**SET EXERCISE 1**
Reproduce verbatim the stretch of the listing from the line containing "Labeling rule: each instance of the man's ear" through the end of the listing, both ends included.

───── TEXT SEGMENT ─────

NEW YORK, United States — I recently spoke to the founder of a highly successful women's digital media brand about a newer competitor that had managed, through investor capital and rapid staff expansion, to actually grow traffic. This, I told her, was making some corporate media executives nervous. But, she noted, this site's only strength is getting clicks. "It's not a brand," she said.
She's right: traffic does not make a brand. But it's the main thing the majority of people who run media brands still rely on to sell ads, even as it gets harder to come by. This unrelenting fixation on traffic has had a number of negative consequences for publishers, including staff burnout. But, perhaps worst of all, the point of view of their titles has become so diluted as to be indistinguishable from that of their competitors. When you chase cheap traffic, you end up with the same posts about celebrity Instagrams and Kardashian/Jenner "news" that media consumers can read on any other site, leaving less time to invest in original, higher quality essays and reporting that your audience can't find anywhere else. This leaves both consumers and advertisers to wonder: what happened to brands?
Without huge growth stories to impress advertisers, lifestyle publishers have to find another way to sell their sites. You would think that instead of chasing Kardashian clickbait, syndicating articles across properties (does Time.com really need this 210-word People.com post about one of Nicole Kidman's Instagrams?) and focusing so much energy on gaming the ecosystem at large, they'd double down on storytelling — the thing that makes audiences actually care about what they have to say. But I'm not sure many of these brands even know what it is they have to say anymore.

───── DATA PROVIDED ─────

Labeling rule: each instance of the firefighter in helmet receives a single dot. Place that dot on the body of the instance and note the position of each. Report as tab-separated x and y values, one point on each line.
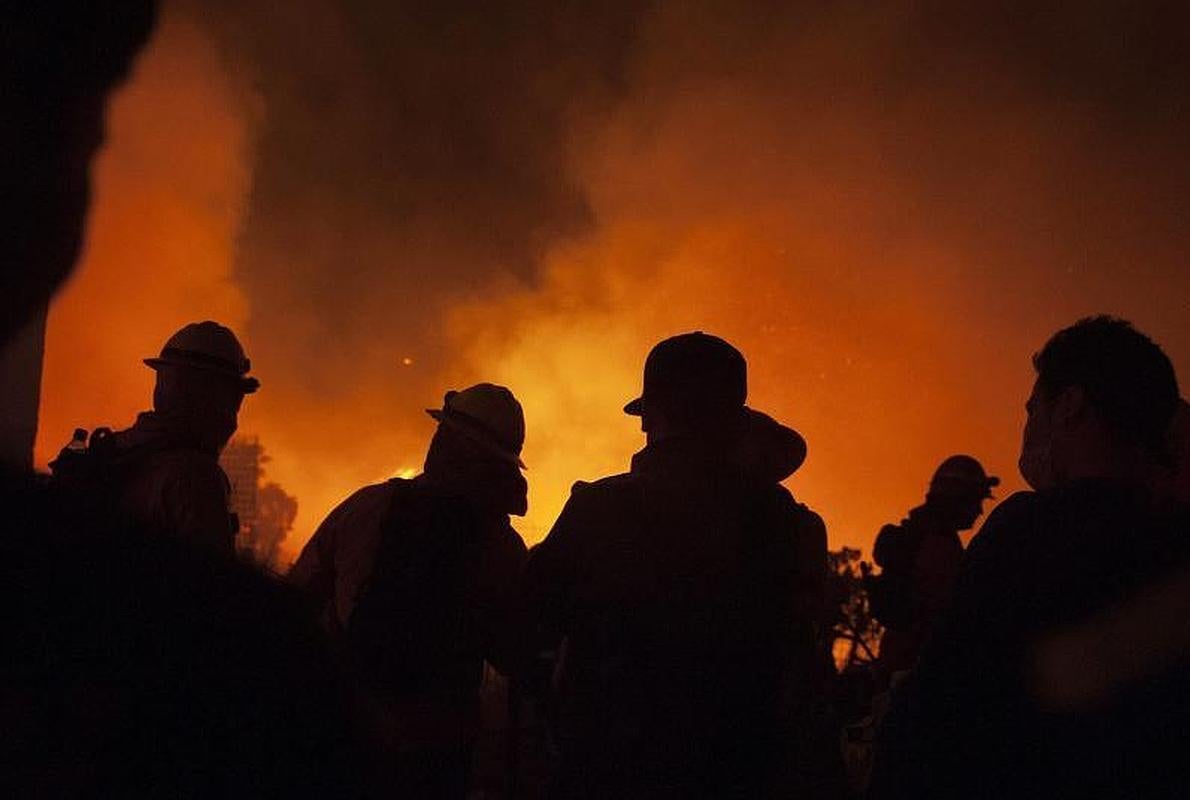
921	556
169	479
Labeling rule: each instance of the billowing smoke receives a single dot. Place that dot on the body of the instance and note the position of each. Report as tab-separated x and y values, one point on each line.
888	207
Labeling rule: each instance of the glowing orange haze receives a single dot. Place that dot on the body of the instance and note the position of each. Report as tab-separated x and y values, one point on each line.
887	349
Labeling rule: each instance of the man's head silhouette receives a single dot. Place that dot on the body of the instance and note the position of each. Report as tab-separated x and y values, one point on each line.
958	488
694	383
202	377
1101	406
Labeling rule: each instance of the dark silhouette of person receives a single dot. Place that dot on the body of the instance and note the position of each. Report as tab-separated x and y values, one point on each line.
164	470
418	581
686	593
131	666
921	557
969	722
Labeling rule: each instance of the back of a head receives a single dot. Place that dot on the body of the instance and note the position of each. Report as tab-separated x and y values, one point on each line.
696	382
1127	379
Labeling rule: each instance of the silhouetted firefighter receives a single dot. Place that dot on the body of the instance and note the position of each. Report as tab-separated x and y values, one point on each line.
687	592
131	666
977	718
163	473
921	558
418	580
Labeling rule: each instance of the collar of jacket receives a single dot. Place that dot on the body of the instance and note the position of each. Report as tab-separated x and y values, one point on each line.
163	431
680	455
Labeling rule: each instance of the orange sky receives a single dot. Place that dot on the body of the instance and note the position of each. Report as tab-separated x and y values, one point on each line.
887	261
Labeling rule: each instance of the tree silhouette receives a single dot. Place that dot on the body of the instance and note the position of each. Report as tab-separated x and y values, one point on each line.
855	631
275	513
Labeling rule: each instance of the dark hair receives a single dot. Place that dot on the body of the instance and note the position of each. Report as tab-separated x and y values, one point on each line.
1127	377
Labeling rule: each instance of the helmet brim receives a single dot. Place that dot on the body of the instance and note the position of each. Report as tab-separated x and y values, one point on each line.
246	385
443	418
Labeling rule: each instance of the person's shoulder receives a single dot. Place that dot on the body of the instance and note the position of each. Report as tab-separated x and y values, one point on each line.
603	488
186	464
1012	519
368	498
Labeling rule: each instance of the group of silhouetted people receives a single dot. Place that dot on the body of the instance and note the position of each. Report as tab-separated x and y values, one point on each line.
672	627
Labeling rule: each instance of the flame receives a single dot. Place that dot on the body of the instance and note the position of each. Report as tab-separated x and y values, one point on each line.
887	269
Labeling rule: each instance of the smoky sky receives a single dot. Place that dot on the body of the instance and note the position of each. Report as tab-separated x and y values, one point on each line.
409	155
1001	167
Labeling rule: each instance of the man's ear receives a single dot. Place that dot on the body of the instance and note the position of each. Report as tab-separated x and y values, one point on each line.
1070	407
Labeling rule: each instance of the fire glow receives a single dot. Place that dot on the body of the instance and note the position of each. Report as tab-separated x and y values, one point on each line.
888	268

─────

**SET EXERCISE 2**
In the text on media brands, how long is the People.com post about one of Nicole Kidman's Instagrams?

**OUTPUT 1**
Labeling rule: each instance of the man's ear receives a single dot. Place that dot on the body of the instance and note the position of each. Report as tab-separated x and y values, one point on each line.
1070	407
Labeling rule: each instance of the fire glow receives a single dot. Place that dot on the body of the instance and note the position of each. Report as tab-separated x and y values, one point on each line.
888	268

**OUTPUT 2**
210 words.